## PROBLEM TO WORK ON
Quote the stretch of the listing from its start through the line containing "positive clicks: (241, 375)", and leave the pictures out of your answer.
---- DATASET EXTRACT
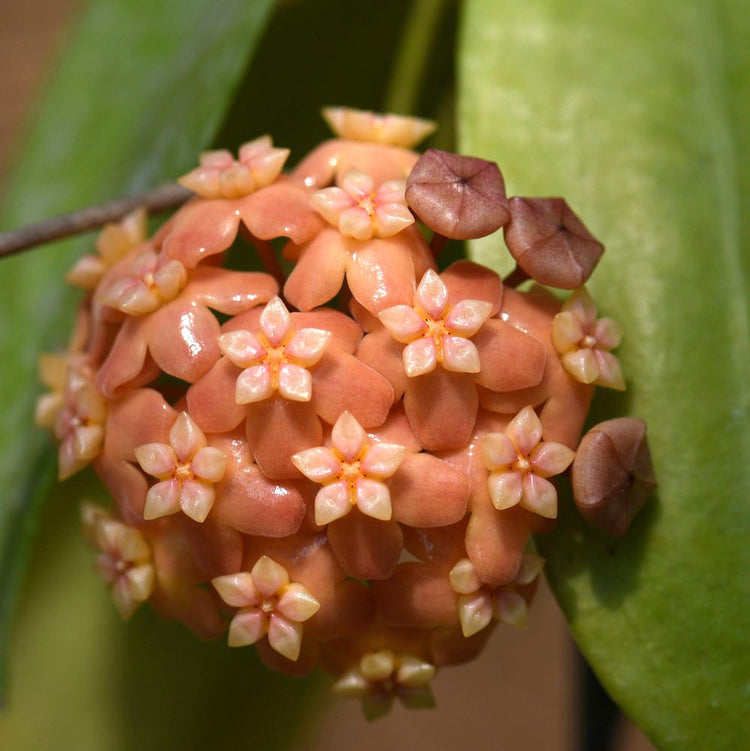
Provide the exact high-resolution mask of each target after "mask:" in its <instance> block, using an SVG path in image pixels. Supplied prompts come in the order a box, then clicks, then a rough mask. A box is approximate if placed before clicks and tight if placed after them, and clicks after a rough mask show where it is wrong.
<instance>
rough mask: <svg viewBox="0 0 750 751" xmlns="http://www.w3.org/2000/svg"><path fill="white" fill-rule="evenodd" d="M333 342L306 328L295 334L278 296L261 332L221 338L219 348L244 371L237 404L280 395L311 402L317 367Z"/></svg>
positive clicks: (241, 375)
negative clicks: (312, 379)
mask: <svg viewBox="0 0 750 751" xmlns="http://www.w3.org/2000/svg"><path fill="white" fill-rule="evenodd" d="M330 338H331V333H330V332H329V331H324V330H323V329H314V328H304V329H300V330H299V331H295V330H294V329H293V327H292V317H291V315H290V314H289V311H288V310H287V307H286V305H284V303H283V302H282V301H281V298H280V297H278V296H275V297H273V298H272V299H271V300H270V301H269V302H268V304H267V305H266V306H265V308H264V309H263V313H262V314H261V316H260V331H258V332H256V333H255V334H253V333H251V332H250V331H243V330H239V331H231V332H229V333H226V334H222V335H221V336H220V337H219V347H220V348H221V351H222V353H223V354H224V355H226V356H227V357H228V358H229V360H230V361H231V362H232V363H234V364H235V365H237V366H238V367H240V368H244V370H243V371H242V372H241V373H240V375H239V377H238V378H237V383H236V387H235V401H236V402H237V404H249V403H251V402H259V401H263V400H264V399H268V398H269V397H270V396H271V395H272V394H273V393H274V391H278V392H279V394H280V395H281V396H282V397H284V399H289V400H291V401H295V402H309V401H310V399H311V397H312V376H311V375H310V372H309V371H308V370H307V368H309V367H311V366H312V365H315V364H316V363H317V362H318V361H319V360H320V358H321V357H322V356H323V352H324V350H325V348H326V345H327V344H328V340H329V339H330Z"/></svg>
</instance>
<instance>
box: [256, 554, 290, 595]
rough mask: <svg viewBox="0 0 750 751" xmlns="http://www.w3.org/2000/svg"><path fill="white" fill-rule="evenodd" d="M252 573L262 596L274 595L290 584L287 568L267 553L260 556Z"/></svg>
mask: <svg viewBox="0 0 750 751" xmlns="http://www.w3.org/2000/svg"><path fill="white" fill-rule="evenodd" d="M250 574H251V575H252V577H253V585H254V586H255V588H256V589H257V590H258V595H259V596H260V597H261V598H266V599H267V598H269V597H273V596H274V595H276V594H278V593H279V591H280V590H281V589H283V588H284V587H286V585H287V584H289V574H288V573H287V570H286V569H285V568H284V567H283V566H282V565H281V564H280V563H277V562H276V561H274V560H273V558H270V557H269V556H267V555H262V556H261V557H260V558H258V560H257V561H256V562H255V565H254V566H253V568H252V570H251V571H250Z"/></svg>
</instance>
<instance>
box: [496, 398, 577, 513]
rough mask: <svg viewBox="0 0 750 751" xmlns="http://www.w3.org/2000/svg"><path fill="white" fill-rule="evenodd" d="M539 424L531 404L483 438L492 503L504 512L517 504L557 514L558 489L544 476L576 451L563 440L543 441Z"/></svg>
mask: <svg viewBox="0 0 750 751" xmlns="http://www.w3.org/2000/svg"><path fill="white" fill-rule="evenodd" d="M541 438H542V423H541V421H540V420H539V418H538V417H537V415H536V412H534V409H533V407H529V406H527V407H524V408H523V409H522V410H521V411H520V412H519V413H518V414H517V415H516V416H515V417H514V418H513V419H512V420H511V421H510V423H509V424H508V427H507V428H506V429H505V433H488V434H487V435H485V436H484V438H483V439H482V457H483V459H484V465H485V467H487V469H489V470H490V477H489V480H488V487H489V491H490V497H491V498H492V503H493V505H494V506H495V508H496V509H498V510H499V511H503V510H505V509H508V508H511V507H512V506H515V505H517V504H518V505H520V506H522V507H523V508H525V509H528V510H529V511H533V512H534V513H535V514H539V515H541V516H544V517H546V518H548V519H554V518H555V517H556V516H557V490H556V489H555V486H554V485H553V484H552V483H551V482H550V481H549V480H547V479H546V478H548V477H552V476H553V475H559V474H560V473H561V472H563V471H564V470H565V469H567V468H568V466H569V465H570V463H571V462H572V461H573V457H574V456H575V452H574V451H571V450H570V449H569V448H568V447H567V446H564V445H563V444H562V443H555V442H553V441H547V442H543V441H542V440H541Z"/></svg>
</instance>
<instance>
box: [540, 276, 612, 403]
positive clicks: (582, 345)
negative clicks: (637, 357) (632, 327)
mask: <svg viewBox="0 0 750 751" xmlns="http://www.w3.org/2000/svg"><path fill="white" fill-rule="evenodd" d="M596 313H597V310H596V305H595V304H594V301H593V300H592V299H591V295H589V293H588V291H587V290H586V288H585V287H579V288H578V289H577V290H576V291H575V292H574V293H573V294H572V295H571V296H570V297H569V298H568V300H567V301H566V302H565V304H564V305H563V307H562V310H561V311H560V313H558V314H557V315H556V316H555V319H554V321H553V322H552V343H553V345H554V346H555V349H556V350H557V351H558V353H559V354H560V359H561V361H562V364H563V367H564V368H565V370H567V371H568V373H570V374H571V375H572V376H573V378H575V379H576V380H578V381H581V382H582V383H595V384H596V385H597V386H608V387H609V388H611V389H617V390H618V391H623V390H624V389H625V379H624V378H623V375H622V370H621V368H620V361H619V360H618V359H617V358H616V357H615V356H614V355H613V354H612V353H611V351H610V350H613V349H615V348H616V347H619V346H620V342H621V341H622V326H621V325H620V324H619V323H617V321H615V320H613V319H612V318H599V319H597V317H596Z"/></svg>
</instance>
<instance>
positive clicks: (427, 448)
mask: <svg viewBox="0 0 750 751" xmlns="http://www.w3.org/2000/svg"><path fill="white" fill-rule="evenodd" d="M501 299H502V282H501V281H500V278H499V277H498V276H497V274H495V273H493V272H491V271H490V270H488V269H485V268H482V267H480V266H478V265H477V264H473V263H470V262H468V261H460V262H458V263H455V264H453V265H452V266H450V267H449V268H448V269H446V270H445V271H444V272H443V273H442V274H440V276H438V275H437V274H435V272H434V271H428V272H427V273H426V274H425V275H424V277H423V278H422V281H421V282H420V285H419V287H418V288H417V292H416V294H414V295H412V305H411V306H409V305H405V304H400V305H397V306H393V307H389V308H386V309H385V310H383V311H381V313H380V316H379V318H380V321H381V323H382V324H383V326H384V328H382V329H379V328H378V327H377V325H375V326H373V330H372V331H371V333H369V334H368V335H367V336H365V337H364V339H363V340H362V343H361V345H360V347H359V350H358V352H357V355H358V357H359V358H360V359H361V360H363V361H364V362H365V363H367V364H368V365H370V366H371V367H372V368H374V369H376V370H377V371H378V372H380V373H382V374H383V375H384V376H385V377H386V378H388V380H389V381H390V383H391V385H392V386H393V389H394V391H395V393H396V397H397V398H399V397H400V396H401V395H402V394H404V407H405V409H406V415H407V417H408V418H409V422H410V424H411V426H412V429H413V430H414V432H415V434H416V435H417V438H418V439H419V442H420V443H421V444H422V446H423V447H424V448H426V449H428V450H431V451H442V450H450V449H454V448H459V447H460V446H464V445H466V443H467V441H468V440H469V438H470V437H471V434H472V432H473V430H474V424H475V422H476V417H477V410H478V407H479V399H478V394H477V387H478V386H481V387H483V388H486V389H489V390H490V391H501V392H502V391H510V390H516V389H520V388H527V387H531V386H534V385H536V384H538V383H539V382H540V381H541V379H542V374H543V372H544V365H545V360H546V353H545V349H544V346H543V345H542V344H541V342H539V341H538V340H537V339H535V338H534V337H533V336H530V335H529V334H527V333H526V332H524V331H522V330H521V329H520V328H516V327H515V326H513V325H511V324H510V323H507V322H506V321H503V320H500V319H497V318H492V317H491V316H493V315H495V314H496V313H497V312H498V311H499V309H500V303H501ZM403 343H406V344H407V346H406V347H403V346H402V344H403ZM438 364H439V365H440V366H439V367H438Z"/></svg>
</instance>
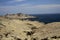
--------
## ANSWER SPACE
Provide the exact high-resolution mask of each target after "mask:" in its <instance> block, using an SVG path in image pixels. Supplied prompts come in the order a box, then clicks, then a rough mask. A box is approximate if placed before clicks and tight if placed after them, and clicks after a rough mask show where it is wrong.
<instance>
rough mask: <svg viewBox="0 0 750 751" xmlns="http://www.w3.org/2000/svg"><path fill="white" fill-rule="evenodd" d="M333 342L306 328L295 334L278 296L261 332L221 338L219 348L244 371L237 404L280 395L311 402L317 367Z"/></svg>
positive clicks: (241, 375)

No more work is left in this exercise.